** begin Task inputs **
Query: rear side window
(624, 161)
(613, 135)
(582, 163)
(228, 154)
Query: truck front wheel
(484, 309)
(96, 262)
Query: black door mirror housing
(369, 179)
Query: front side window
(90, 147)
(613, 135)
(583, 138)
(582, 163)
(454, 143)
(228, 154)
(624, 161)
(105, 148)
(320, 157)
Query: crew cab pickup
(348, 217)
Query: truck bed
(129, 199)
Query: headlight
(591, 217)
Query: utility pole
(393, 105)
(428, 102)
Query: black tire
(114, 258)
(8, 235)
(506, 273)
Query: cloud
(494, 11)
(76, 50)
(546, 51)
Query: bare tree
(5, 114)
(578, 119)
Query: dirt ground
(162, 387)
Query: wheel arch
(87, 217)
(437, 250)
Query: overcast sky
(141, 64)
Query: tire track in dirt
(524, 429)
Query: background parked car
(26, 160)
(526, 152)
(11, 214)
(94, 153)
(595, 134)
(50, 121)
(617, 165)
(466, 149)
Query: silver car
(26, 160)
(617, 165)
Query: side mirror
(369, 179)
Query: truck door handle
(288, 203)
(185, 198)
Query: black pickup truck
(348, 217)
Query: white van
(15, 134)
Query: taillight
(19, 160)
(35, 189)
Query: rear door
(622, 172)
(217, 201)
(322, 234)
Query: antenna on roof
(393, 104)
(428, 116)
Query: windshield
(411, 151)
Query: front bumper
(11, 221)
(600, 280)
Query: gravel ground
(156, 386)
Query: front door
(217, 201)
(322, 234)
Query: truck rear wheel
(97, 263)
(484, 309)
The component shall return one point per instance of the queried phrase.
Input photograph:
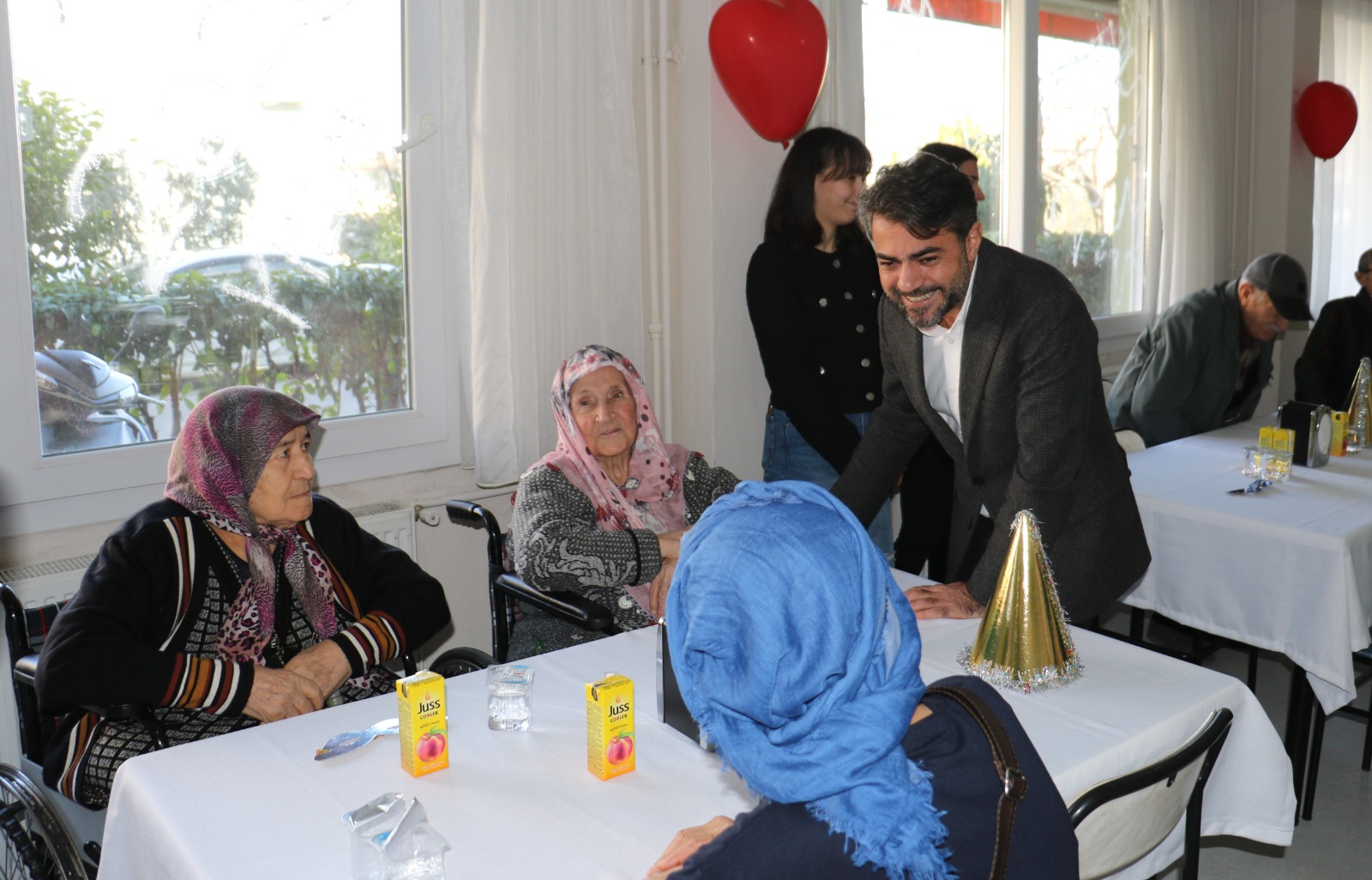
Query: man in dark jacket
(992, 356)
(1338, 341)
(1204, 363)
** end Task inputs **
What comes back should match the records exactly, minus any pictures.

Query: rear side window
(624, 161)
(613, 135)
(582, 163)
(228, 154)
Query: truck front wheel
(484, 309)
(96, 262)
Query: black door mirror housing
(369, 179)
Query: front side window
(90, 147)
(613, 135)
(583, 138)
(582, 163)
(454, 143)
(228, 154)
(624, 161)
(105, 148)
(320, 157)
Query: crew cab pickup
(348, 217)
Query: truck bed
(129, 199)
Query: headlight
(591, 217)
Query: utility pole
(393, 105)
(428, 102)
Query: black tire
(114, 258)
(8, 235)
(506, 273)
Query: cloud
(494, 11)
(76, 50)
(546, 51)
Query: bare tree
(5, 114)
(578, 119)
Query: dirt ground
(162, 387)
Query: wheel arch
(87, 217)
(437, 250)
Query: overcast sky
(141, 64)
Query: tire track in dirt
(524, 429)
Query: background parked car
(26, 160)
(526, 152)
(11, 214)
(94, 153)
(595, 134)
(50, 121)
(617, 165)
(466, 149)
Query: silver car
(26, 160)
(617, 165)
Query: side mirror
(369, 179)
Query: truck door handle
(288, 203)
(185, 198)
Query: black pickup truck
(348, 217)
Query: white van
(15, 134)
Query: taillight
(19, 160)
(35, 189)
Query: rear door
(622, 172)
(217, 201)
(322, 234)
Query: antenna on roof
(393, 104)
(428, 116)
Query: windshield
(411, 151)
Query: front bumper
(11, 221)
(600, 280)
Query: gravel ground
(156, 386)
Query: front door
(217, 201)
(322, 234)
Query: truck rear wheel
(97, 263)
(484, 309)
The component shall return one point per instance of the queried phrase.
Input photograph:
Query: man in dark jacket
(992, 356)
(1338, 341)
(1204, 363)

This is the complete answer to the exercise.